Copy out the data below. Keep every word as it is.

» Stored data

● ● ●

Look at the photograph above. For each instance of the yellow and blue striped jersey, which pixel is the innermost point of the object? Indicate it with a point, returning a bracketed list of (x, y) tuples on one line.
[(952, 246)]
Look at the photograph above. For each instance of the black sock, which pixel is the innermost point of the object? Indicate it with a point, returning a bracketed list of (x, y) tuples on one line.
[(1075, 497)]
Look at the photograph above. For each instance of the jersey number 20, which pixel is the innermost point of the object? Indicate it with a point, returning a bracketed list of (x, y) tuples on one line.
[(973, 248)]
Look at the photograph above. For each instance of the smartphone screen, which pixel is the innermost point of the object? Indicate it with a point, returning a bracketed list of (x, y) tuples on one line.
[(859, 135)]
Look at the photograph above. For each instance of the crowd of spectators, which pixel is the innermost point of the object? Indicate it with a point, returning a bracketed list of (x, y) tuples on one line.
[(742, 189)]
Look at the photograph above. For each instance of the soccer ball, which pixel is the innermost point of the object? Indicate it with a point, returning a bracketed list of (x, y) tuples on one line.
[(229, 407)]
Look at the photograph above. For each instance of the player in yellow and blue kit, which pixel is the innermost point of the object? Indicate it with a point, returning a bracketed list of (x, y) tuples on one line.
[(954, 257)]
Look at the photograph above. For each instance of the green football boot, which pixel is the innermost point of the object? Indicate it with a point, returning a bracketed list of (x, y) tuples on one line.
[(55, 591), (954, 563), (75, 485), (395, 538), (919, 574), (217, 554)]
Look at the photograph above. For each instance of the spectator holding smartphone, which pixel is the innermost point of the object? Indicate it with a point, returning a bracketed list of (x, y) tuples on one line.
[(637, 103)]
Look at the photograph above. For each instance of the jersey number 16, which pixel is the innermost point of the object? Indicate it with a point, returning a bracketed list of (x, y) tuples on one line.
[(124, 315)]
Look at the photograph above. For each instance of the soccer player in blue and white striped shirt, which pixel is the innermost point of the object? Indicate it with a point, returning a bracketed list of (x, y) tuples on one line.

● ● ●

» Answer to this exercise
Look at the photograph above. For each instance of the yellow and blue striped jersey, which pixel is the innermost point of the object? Indicate it with a point, returning a bracketed list of (x, y) tuples on one line.
[(952, 246)]
Look at the photograph above. For each instance of the black sock, which pixel is the innermost point of the object? Indicate it with a point, returning a bracketed list of (x, y) tuples on one line.
[(1075, 497)]
Look at the photograph above. For each instance of the jersey number 20, which pixel is the innermost point of the object? Indicate it with a point, returning a bracketed list of (x, y) tuples on one line.
[(973, 248)]
Look at the photograph above. For each instance of the smartphone screen, which pixel is the innermost point of the object? Indicate it with a point, returning a bracketed list of (x, y) tuples on one line.
[(859, 135)]
Look at the photograph above. For each instance of the crowd of spectators, which pixel is the innermost point of the object? Indicate it with a point, returning a bracketed list of (x, y) tuples on one line.
[(742, 189)]
Look at the photograph above. For each instance of the soccer ball, which pixel is the innermost point of the object? Indicate it with a point, returning a bracketed list of (x, y) tuples on one line.
[(229, 407)]
Look at the photograph above. For each instance of the player in yellow and blue kit, which pixel is the innermost point of the object? Indicate it with a point, returning a bracketed list of (x, y) tuples on one line.
[(954, 257)]
Look at the photograph above. For each instance of the green football boot, which pixel is the innermost point of the object? Indicate it with a point, returning a bracketed list of (x, y) tuples on one line.
[(55, 591), (954, 563), (75, 485), (395, 538), (919, 574), (217, 554)]
Look at the photograph above. For each instance of the spectator holding smartphone, which pixel is the innermost point of the object? Indicate it with a point, returning a bracketed list of (x, y) tuples on one line.
[(637, 103)]
Look at the photograph above. For each instance of the jersey number 16, which pixel is the innermost point of the object? Indicate it with a point, returning a bracketed list of (x, y) tuples on one line.
[(124, 315)]
Look at the photograph above. For each instance of the soccer player in blue and white striped shirt, which pixel is the innermost point of the object? Indicate it with a point, returning a bracketed list of (x, y) tuples on one line.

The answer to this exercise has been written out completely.